━━━ Texte fourni

En cours d’élaboration de la loi, le processus de désignation a changé. En novembre, le gouvernement voulait que les collectivités territoriales confient l’organisation des transports publics en général à un syndicat de transport régional. La création et la gestion des gares routières relevaient alors automatiquement de la FNTV. Depuis, le gouvernement a fait un autre choix. Les collectivités choisiront dans chaque région celle d’entre elles qui se chargera des gares routières. Et plus exactement, toute collectivité peut en revendiquer la compétence pendant un an après la promulgation de la loi. Elle obtiendra la charge au bout de six mois, si aucune autre collectivité ne la lui conteste. En cas de candidatures multiples, le préfet demande à toutes les collectivités d’aboutir à la désignation d’une seule responsable. « Il se peut cependant que l’article de loi soit encore réécrit », estime toutefois Laurence Cour, mise au courant de réflexions du conseil d’État. Celui-ci soulèverait des problèmes concernant la gouvernance des gares, leur propriété foncière et leur financement. Néanmoins, l’interlocuteur unique voulu par la profession devrait, selon toute vraisemblance, émerger, « L’espoir d’investissements et de l’édification, enfin, de vraies infrastructures pour développer le transport par car », estime la FNTV.

━━━━━━
━━━ Extraits de lignes

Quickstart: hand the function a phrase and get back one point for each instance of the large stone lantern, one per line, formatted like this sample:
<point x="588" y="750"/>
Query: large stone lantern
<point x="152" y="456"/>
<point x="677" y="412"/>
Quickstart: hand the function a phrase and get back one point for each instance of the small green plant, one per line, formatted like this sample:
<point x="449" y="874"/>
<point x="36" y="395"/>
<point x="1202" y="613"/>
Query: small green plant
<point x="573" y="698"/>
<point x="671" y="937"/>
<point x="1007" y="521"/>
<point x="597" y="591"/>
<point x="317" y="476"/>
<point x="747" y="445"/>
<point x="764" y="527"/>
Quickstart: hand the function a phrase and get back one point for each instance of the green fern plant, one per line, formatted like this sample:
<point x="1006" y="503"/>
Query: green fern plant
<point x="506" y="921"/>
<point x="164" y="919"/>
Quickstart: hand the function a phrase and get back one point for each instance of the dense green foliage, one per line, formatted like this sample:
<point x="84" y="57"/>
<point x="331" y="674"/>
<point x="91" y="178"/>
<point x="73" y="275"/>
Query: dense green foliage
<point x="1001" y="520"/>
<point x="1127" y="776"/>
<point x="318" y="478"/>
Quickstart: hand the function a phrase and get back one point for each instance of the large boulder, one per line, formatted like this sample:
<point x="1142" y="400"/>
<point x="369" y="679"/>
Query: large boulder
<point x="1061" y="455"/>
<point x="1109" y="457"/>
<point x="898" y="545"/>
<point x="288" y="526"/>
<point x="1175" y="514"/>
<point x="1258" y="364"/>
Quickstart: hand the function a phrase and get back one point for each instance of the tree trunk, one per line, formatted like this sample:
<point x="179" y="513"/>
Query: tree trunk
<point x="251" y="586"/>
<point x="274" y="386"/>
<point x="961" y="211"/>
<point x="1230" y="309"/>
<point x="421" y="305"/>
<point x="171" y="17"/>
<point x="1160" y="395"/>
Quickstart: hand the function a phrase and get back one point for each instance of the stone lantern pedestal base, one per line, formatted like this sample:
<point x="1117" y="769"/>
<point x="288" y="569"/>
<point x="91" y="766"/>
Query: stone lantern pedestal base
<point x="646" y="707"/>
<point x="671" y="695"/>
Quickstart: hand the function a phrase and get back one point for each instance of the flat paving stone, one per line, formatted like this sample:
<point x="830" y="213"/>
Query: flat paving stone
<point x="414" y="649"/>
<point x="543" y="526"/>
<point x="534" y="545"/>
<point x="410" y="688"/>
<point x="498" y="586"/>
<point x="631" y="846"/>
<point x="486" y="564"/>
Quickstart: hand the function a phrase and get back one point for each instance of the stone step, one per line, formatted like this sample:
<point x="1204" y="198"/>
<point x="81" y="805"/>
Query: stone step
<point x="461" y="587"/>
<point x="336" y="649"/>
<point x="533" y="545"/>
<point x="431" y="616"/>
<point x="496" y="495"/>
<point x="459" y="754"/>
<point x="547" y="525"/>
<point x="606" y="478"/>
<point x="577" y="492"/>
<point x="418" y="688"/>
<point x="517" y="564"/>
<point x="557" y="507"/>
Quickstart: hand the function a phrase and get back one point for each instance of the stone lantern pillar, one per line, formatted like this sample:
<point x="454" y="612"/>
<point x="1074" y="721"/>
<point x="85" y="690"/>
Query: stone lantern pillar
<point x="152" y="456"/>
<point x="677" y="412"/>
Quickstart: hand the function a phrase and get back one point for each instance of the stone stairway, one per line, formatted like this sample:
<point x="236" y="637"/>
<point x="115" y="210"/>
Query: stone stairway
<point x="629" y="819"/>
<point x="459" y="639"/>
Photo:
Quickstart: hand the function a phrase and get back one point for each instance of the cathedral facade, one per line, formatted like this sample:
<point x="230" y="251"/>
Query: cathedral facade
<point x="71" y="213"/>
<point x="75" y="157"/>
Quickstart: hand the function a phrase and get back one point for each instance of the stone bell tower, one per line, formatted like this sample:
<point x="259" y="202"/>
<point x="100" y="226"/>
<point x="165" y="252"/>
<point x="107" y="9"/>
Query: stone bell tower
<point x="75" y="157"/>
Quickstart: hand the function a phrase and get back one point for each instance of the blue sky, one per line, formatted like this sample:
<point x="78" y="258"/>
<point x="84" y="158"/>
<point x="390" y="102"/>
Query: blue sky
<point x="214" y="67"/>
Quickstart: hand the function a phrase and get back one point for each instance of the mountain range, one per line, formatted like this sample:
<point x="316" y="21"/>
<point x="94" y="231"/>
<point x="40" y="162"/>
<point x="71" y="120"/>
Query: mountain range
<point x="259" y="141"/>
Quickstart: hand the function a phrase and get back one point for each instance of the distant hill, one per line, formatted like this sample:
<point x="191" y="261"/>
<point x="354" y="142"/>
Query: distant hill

━━━━━━

À faire:
• A. D'après le texte sur les gares routières, pendant combien de temps après la promulgation de la loi une collectivité peut-elle revendiquer la compétence ?
• B. Réécrivez les lignes en commençant par celle qui contient « lantern pillar, one » et en continuant jusqu'à la fin des lignes, en remplaçant « stone stairway » par « stone staircase » sans rien modifier d'autre.
Le texte et les lignes n'ont aucun lien entre eux.

Solutions:
• A. Pendant un an.

• B.
Quickstart: hand the function a phrase and get back one point for each instance of the stone lantern pillar, one per line, formatted like this sample:
<point x="454" y="612"/>
<point x="1074" y="721"/>
<point x="85" y="690"/>
Query: stone lantern pillar
<point x="152" y="456"/>
<point x="677" y="412"/>
Quickstart: hand the function a phrase and get back one point for each instance of the stone staircase, one per line, formatted like this sample:
<point x="236" y="637"/>
<point x="115" y="210"/>
Query: stone staircase
<point x="629" y="819"/>
<point x="459" y="639"/>
Photo:
Quickstart: hand the function a phrase and get back one point for each instance of the cathedral facade, one per line, formatted like this sample:
<point x="230" y="251"/>
Query: cathedral facade
<point x="71" y="213"/>
<point x="75" y="157"/>
Quickstart: hand the function a phrase and get back one point for each instance of the stone bell tower, one per line, formatted like this sample:
<point x="259" y="202"/>
<point x="100" y="226"/>
<point x="165" y="252"/>
<point x="107" y="9"/>
Query: stone bell tower
<point x="75" y="157"/>
Quickstart: hand the function a phrase and get back one point for each instance of the blue sky, one per line, formatted like this sample:
<point x="78" y="258"/>
<point x="84" y="158"/>
<point x="390" y="102"/>
Query: blue sky
<point x="214" y="67"/>
Quickstart: hand the function a phrase and get back one point for each instance of the mountain range, one per line, formatted like this sample:
<point x="316" y="21"/>
<point x="94" y="231"/>
<point x="40" y="162"/>
<point x="71" y="120"/>
Query: mountain range
<point x="259" y="141"/>
Quickstart: hand the function a phrase and get back one point for each instance of the distant hill, one per line, formatted like this sample:
<point x="191" y="261"/>
<point x="354" y="142"/>
Query: distant hill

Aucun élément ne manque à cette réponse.